=== Begin Enclosure ===
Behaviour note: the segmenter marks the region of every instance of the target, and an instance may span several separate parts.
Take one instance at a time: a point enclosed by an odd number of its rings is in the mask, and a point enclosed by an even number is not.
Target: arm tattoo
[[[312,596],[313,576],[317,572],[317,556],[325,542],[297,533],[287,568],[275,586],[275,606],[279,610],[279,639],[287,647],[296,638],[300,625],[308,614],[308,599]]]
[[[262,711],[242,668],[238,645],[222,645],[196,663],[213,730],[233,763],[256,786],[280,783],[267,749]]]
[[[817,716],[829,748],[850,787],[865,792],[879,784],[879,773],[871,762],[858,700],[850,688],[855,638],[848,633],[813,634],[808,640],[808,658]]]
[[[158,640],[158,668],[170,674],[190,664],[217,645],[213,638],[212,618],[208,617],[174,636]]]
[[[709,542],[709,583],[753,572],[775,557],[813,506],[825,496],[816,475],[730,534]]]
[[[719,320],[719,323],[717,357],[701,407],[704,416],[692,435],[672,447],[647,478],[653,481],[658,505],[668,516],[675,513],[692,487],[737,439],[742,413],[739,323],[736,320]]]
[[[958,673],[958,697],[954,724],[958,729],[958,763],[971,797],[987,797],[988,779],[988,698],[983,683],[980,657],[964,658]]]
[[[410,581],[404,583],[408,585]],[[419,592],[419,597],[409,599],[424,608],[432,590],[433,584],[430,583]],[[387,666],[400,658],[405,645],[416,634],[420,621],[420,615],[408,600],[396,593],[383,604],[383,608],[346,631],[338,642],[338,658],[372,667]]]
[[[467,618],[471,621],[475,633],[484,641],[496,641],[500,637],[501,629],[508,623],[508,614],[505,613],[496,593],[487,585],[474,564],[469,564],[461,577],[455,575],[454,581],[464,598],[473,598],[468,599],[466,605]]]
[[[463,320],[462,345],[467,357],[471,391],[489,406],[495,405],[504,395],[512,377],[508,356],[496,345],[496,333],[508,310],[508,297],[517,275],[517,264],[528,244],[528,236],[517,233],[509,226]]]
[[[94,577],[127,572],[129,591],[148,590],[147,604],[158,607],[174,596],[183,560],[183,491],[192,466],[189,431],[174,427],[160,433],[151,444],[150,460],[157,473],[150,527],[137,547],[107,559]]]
=== End Enclosure ===
» EXERCISE: Scan the data above for the string "instance". Copy every line in which it appears.

» RESPONSE TO THIS TASK:
Behaviour note: the segmenter marks the region of every instance of the target, and an instance may span several separate parts.
Take one instance at a time: a point enclosed by an odd number of its rings is in the mask, and a point enclosed by an even number is not.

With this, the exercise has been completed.